TASK INSTRUCTIONS
Write out the passage about the healthcare district board investigation again, starting at "In an interview" and ending at "July 15 meeting.", and switch every "complaint" to "grievance".

The El Camino Healthcare District will investigate a member of its own board for alleged misconduct. During a July 15 special meeting, the board voted 3-1 to form an ad hoc committee to review a complaint regarding “disrespectful conduct” by board member Julia Miller toward hospital staff at a recent board meeting.

In the special meeting, board chairman Gary Kalbach declined to reveal details of the complaint – regarding which the one dissenting member, Peter Fung, voiced concerns. Fung asked to delay the vote until after the election in November. Miller, who is up for re-election in a contested race, was recused from the meeting.

Kalbach noted that he was only moving to form an investigative committee and had “no intention” of impeaching Miller from the board. But he said that Miller has had a history of repeated misconduct.

In an interview with the Town Crier this week, Miller said she doesn’t know who filed the complaint or the content of the complaint. She called Kalbach’s accusations of her repeated misconduct “very slanderous, unidentifiable and unspecific.” She also claimed that she was not informed of the complaint ahead of the release of the agenda for the July 15 meeting.

MATERIAL SHOWN
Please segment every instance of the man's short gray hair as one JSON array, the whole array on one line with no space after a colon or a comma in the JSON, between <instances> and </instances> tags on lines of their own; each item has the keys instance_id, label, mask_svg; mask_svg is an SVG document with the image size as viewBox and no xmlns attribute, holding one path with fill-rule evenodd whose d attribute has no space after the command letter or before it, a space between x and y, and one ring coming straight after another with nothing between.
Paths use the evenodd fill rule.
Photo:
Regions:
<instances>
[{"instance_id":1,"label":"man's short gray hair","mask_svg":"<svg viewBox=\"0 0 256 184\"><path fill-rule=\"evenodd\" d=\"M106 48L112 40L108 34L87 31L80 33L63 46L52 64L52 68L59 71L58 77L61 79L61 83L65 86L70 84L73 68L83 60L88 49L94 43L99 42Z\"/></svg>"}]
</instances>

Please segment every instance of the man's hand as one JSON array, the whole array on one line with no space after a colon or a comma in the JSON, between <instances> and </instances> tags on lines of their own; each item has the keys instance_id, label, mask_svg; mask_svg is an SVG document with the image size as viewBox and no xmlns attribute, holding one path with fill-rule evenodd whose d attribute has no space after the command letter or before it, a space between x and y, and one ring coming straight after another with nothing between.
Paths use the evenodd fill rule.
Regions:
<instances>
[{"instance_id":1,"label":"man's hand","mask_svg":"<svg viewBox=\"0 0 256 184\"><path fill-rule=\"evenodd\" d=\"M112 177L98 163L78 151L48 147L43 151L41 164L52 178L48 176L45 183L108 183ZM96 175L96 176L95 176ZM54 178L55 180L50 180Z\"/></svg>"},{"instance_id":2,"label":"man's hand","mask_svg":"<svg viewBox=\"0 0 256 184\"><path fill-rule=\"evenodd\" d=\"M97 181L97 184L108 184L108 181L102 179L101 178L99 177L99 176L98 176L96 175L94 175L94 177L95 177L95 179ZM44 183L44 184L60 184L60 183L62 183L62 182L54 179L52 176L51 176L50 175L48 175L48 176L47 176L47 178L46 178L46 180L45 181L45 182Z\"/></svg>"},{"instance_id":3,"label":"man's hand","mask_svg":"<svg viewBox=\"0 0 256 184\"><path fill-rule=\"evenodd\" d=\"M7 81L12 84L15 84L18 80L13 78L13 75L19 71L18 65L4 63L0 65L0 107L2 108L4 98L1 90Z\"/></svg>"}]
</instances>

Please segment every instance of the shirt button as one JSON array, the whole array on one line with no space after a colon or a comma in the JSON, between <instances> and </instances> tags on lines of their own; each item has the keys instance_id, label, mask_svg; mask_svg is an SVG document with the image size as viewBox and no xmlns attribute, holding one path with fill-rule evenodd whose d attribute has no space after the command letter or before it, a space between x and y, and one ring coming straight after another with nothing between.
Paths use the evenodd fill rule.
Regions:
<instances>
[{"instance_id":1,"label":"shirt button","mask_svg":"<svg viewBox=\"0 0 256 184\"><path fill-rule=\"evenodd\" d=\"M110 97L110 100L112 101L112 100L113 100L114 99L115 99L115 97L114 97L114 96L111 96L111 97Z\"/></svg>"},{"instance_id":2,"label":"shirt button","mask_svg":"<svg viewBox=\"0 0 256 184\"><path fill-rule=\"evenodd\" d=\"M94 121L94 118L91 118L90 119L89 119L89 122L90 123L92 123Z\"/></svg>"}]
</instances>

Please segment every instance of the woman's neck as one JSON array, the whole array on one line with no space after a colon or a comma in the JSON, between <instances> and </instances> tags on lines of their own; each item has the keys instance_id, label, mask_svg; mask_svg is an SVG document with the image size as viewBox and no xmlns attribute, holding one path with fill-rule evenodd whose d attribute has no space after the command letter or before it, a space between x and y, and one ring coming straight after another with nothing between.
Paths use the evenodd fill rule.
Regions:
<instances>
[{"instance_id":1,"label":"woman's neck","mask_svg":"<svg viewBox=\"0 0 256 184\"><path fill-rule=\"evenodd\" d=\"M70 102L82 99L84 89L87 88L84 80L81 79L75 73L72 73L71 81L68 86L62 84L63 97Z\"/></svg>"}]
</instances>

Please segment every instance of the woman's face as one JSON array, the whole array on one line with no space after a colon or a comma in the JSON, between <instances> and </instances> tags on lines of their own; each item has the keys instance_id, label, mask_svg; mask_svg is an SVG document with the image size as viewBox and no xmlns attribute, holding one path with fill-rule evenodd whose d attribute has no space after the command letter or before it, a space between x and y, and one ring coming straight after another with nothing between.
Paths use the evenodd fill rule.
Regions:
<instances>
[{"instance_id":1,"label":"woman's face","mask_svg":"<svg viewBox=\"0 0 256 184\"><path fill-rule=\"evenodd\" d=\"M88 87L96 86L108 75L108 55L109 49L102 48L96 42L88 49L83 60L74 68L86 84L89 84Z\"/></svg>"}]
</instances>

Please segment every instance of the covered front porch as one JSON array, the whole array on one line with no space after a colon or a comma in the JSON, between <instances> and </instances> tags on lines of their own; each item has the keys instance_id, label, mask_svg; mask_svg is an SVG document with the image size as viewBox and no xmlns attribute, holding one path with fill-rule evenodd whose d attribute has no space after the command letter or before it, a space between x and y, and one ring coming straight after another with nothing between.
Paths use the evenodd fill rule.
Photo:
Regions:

TASK OUTPUT
In an interview with the Town Crier this week, Miller said she doesn’t know who filed the grievance or the content of the grievance. She called Kalbach’s accusations of her repeated misconduct “very slanderous, unidentifiable and unspecific.” She also claimed that she was not informed of the grievance ahead of the release of the agenda for the July 15 meeting.